A run of records
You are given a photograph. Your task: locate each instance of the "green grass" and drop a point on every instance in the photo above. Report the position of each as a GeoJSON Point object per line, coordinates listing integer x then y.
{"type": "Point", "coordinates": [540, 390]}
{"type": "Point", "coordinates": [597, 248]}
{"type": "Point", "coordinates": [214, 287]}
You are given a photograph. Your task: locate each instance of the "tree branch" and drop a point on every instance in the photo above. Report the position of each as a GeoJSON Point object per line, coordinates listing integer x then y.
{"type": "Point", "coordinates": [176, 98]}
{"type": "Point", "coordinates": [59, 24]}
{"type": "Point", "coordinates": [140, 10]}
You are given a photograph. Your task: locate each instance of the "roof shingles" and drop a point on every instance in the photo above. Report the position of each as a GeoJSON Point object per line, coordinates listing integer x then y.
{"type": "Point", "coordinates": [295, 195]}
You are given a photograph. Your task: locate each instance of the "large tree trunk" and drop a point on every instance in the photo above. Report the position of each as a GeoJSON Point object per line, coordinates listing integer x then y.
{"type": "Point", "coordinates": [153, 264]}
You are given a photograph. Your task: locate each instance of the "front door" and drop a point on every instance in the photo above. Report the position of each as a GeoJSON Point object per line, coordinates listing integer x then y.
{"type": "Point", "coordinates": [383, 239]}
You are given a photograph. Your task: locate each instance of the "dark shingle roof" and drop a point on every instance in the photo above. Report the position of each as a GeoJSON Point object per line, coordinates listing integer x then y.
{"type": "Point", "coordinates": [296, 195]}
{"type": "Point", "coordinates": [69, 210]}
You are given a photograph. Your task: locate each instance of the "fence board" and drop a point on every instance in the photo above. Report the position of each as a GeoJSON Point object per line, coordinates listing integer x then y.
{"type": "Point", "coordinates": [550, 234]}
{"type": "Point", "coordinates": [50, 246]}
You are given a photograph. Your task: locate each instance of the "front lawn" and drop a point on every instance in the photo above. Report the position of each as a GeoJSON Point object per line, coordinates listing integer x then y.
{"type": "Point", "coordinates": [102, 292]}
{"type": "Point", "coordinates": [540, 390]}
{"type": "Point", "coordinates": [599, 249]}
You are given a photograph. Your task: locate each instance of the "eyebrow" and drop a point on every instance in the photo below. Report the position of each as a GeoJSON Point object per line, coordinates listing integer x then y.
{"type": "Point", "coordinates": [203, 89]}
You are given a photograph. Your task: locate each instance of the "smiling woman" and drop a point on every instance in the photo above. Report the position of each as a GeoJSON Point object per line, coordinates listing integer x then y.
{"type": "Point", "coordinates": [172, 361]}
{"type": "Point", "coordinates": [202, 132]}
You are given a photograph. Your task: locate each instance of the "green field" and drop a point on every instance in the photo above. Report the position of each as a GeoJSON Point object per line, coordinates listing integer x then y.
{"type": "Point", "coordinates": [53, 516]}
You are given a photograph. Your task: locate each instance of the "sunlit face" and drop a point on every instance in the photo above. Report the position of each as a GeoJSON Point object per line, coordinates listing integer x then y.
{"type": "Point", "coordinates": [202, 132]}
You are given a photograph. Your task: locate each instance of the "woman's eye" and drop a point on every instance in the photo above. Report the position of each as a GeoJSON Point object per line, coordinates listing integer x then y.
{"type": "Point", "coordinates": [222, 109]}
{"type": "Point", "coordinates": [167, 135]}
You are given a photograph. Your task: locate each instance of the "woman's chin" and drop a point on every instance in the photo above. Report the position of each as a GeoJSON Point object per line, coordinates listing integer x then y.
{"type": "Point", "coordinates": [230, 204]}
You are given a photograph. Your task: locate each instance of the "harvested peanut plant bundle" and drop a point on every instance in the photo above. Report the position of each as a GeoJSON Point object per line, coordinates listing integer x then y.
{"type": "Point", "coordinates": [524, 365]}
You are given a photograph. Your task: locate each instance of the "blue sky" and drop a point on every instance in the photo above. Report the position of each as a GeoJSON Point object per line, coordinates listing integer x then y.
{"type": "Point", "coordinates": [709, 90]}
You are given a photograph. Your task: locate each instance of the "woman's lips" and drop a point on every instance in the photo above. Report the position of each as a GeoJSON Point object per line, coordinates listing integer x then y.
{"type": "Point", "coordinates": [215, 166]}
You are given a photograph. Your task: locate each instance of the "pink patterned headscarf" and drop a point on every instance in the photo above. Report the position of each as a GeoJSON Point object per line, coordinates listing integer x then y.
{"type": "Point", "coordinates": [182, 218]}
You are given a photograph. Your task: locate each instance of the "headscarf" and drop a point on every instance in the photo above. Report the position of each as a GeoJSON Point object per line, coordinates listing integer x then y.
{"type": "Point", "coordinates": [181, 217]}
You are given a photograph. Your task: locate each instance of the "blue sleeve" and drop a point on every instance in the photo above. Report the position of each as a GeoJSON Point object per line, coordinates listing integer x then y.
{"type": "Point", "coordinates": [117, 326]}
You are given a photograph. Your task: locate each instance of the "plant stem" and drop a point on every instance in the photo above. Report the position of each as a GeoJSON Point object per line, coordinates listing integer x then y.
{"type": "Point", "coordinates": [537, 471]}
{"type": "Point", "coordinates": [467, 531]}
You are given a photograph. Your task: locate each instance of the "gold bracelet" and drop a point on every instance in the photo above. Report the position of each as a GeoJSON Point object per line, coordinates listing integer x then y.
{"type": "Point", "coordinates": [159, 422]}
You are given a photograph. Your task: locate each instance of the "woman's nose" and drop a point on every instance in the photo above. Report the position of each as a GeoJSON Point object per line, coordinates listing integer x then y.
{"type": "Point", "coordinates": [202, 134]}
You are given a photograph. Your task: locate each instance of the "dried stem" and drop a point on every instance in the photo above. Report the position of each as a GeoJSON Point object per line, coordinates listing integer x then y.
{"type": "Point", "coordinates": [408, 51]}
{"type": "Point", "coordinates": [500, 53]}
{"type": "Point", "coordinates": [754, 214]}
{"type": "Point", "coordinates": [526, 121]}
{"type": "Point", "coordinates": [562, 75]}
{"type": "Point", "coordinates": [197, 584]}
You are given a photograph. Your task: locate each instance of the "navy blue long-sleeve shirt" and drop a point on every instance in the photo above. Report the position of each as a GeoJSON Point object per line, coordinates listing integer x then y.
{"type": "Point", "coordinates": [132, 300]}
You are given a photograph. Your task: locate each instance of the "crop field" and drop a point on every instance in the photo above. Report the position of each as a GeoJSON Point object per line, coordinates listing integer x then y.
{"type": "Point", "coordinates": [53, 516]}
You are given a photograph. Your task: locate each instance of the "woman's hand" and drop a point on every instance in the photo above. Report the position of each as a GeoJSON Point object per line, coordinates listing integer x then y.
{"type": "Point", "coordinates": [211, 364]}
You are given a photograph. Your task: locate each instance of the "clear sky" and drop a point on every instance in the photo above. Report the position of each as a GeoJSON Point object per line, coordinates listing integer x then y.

Set problem: Nothing may be left out: return each entry exactly as it reads.

Task output:
You are given a photograph. Your task: locate each instance of the "green grass" and drop a point on every instance in the photo above. Report the position of each as a GeoJSON Point object per line, coordinates listing integer x then y.
{"type": "Point", "coordinates": [540, 390]}
{"type": "Point", "coordinates": [597, 248]}
{"type": "Point", "coordinates": [214, 287]}
You are given a photograph. Your task: locate each instance of the "tree branch" and drop a point on every instance in the photo above. Report the position of each as a GeoJSON Point object per line, coordinates listing integer x then y.
{"type": "Point", "coordinates": [176, 98]}
{"type": "Point", "coordinates": [59, 24]}
{"type": "Point", "coordinates": [140, 10]}
You are given a photograph. Your task: locate each instance of the "roof shingles" and drop a point on every instance in the photo above. Report the position of each as a GeoJSON Point object per line, coordinates listing integer x then y.
{"type": "Point", "coordinates": [295, 195]}
You are given a photograph. Your task: locate each instance of the "large tree trunk" and drop a point on every instance in the photo above. Report the position of each as a GeoJSON Point object per line, coordinates listing integer x then y.
{"type": "Point", "coordinates": [153, 264]}
You are given a photograph. Your task: locate each instance of the "front door" and drop a point on every instance in the photo above. Report the position of each as a GeoJSON Point object per line, coordinates listing integer x then y.
{"type": "Point", "coordinates": [383, 239]}
You are given a photograph. Your task: locate each instance of the "dark shingle roof" and drop a point on every instance in the photo above. Report the position of each as a GeoJSON Point object per line, coordinates listing integer x then y.
{"type": "Point", "coordinates": [296, 195]}
{"type": "Point", "coordinates": [69, 210]}
You are given a photograph. Your task: locate each instance of the "fence board" and drop a point on every instance in the photo above. Report the position of each as a GeoJSON Point object per line, coordinates listing integer x then y.
{"type": "Point", "coordinates": [550, 234]}
{"type": "Point", "coordinates": [50, 246]}
You are given a photograph. Your task: locate each instance of the "front lawn" and drop a point on every instance in the photo above. Report the position of each as a GeoJSON Point object per line, coordinates listing integer x then y.
{"type": "Point", "coordinates": [102, 292]}
{"type": "Point", "coordinates": [540, 390]}
{"type": "Point", "coordinates": [599, 249]}
You are given a photograph. Your task: locate each instance of the "eyebrow" and drop a point on every instance in the photo below. Report the position of each as a GeoJSON Point object per line, coordinates listing integer x then y.
{"type": "Point", "coordinates": [203, 89]}
You are given a photograph. Your task: locate each instance of the "smiling woman" and drop a point on every instance in the photo above. Report the position of each as a GeoJSON Point object per line, coordinates listing integer x then y.
{"type": "Point", "coordinates": [172, 361]}
{"type": "Point", "coordinates": [202, 132]}
You are given a photograph. Your task: locate each instance of the "green field" and drop a point on every instance in the photo above. Report the position of each as a GeoJSON Point object per line, coordinates listing integer x then y.
{"type": "Point", "coordinates": [53, 516]}
You are given a photograph. Your task: locate each instance of the "sunlit face" and drop a point on every instance in the photo above. Report the position of each as a GeoJSON Point object per line, coordinates listing integer x then y.
{"type": "Point", "coordinates": [202, 132]}
You are given a photograph. Your task: locate each instance of the "woman's eye" and drop a point on every instance in the photo above. Report the position of each as a GeoJSON Point object per line, coordinates listing integer x then y.
{"type": "Point", "coordinates": [222, 109]}
{"type": "Point", "coordinates": [167, 135]}
You are given a photograph. Your task: locate each instance of the "woman's chin" and drop a point on every instance in the photo above. Report the position of each as a GeoJSON Point object per line, coordinates listing integer x then y.
{"type": "Point", "coordinates": [230, 204]}
You are given a photograph. Your task: locate each instance of the "harvested peanut plant bundle" and drop a point on every instance in the photo above. Report the position of each as a GeoJSON Point object per line, coordinates listing integer x then y.
{"type": "Point", "coordinates": [524, 365]}
You are given a photograph. Your task: locate each instance of the "blue sky" and drop a point on every instance in the photo above. Report the position of each as a GeoJSON Point object per line, coordinates listing integer x then y.
{"type": "Point", "coordinates": [709, 90]}
You are given a photograph. Your task: locate each instance of the "woman's lips" and drop a point on every instance in the photo above. Report the position of each as a GeoJSON Point object per line, coordinates listing integer x then y.
{"type": "Point", "coordinates": [215, 166]}
You are given a photograph. Your task: locate each instance of the "pink patterned headscarf" and drop a point on every instance in the photo above. Report the position of each as a GeoJSON Point object per line, coordinates listing integer x then y.
{"type": "Point", "coordinates": [182, 218]}
You are given a photograph. Your task: locate each instance of the "headscarf" and drop a point on every instance in the photo above. Report the position of each as a GeoJSON Point object per line, coordinates listing integer x then y.
{"type": "Point", "coordinates": [181, 217]}
You are given a photograph. Your task: locate each instance of the "blue sleeve" and drop a point on every instance in the photo above. Report the position of each as a GeoJSON Point object per line, coordinates listing integer x then y.
{"type": "Point", "coordinates": [117, 326]}
You are given a photograph. Your task: locate each instance of the "plant stem" and drop a point on every instance in the photo above. Report the position of each as a GeoJSON Point object per line, coordinates listing integer x then y.
{"type": "Point", "coordinates": [537, 471]}
{"type": "Point", "coordinates": [467, 531]}
You are given a photograph. Your task: locate each instance of the "gold bracelet" and drop a point on every instance in the photo above. Report the position of each as a GeoJSON Point object per line, coordinates listing integer x then y.
{"type": "Point", "coordinates": [159, 422]}
You are given a photograph. Your task: locate each instance of the "woman's nose" and drop a point on every instance in the photo above. Report the position of each as a GeoJSON Point object per line, coordinates listing integer x then y.
{"type": "Point", "coordinates": [202, 134]}
You are given a photograph. Your task: locate each instance of the "dried stem" and drop a point on every instance in the photo above. Report the position of each as a GeoJSON Point object per line, coordinates listing integer x then y.
{"type": "Point", "coordinates": [408, 51]}
{"type": "Point", "coordinates": [500, 53]}
{"type": "Point", "coordinates": [754, 214]}
{"type": "Point", "coordinates": [526, 121]}
{"type": "Point", "coordinates": [562, 75]}
{"type": "Point", "coordinates": [197, 584]}
You are given a photograph. Your task: locate each instance of the "navy blue long-sleeve shirt" and drop a point on every instance in the photo above. Report the position of each as a GeoJSON Point object per line, coordinates listing integer x then y.
{"type": "Point", "coordinates": [132, 300]}
You are given a photograph. Your task: locate each instance of the "crop field" and drop a point on every instance in the photo above. Report the position of each as a GeoJSON Point object per line, coordinates listing integer x then y.
{"type": "Point", "coordinates": [53, 516]}
You are given a photograph. Your task: locate each instance of the "woman's hand" and drop a point on every instance in the photo above. Report the position of each as a GeoJSON Point object per line, coordinates listing integer x then y.
{"type": "Point", "coordinates": [211, 364]}
You are given a photograph. Your task: locate each instance of the "clear sky" and drop a point on every instance in the photo above. Report the position of each as a GeoJSON Point object per line, coordinates listing integer x then y.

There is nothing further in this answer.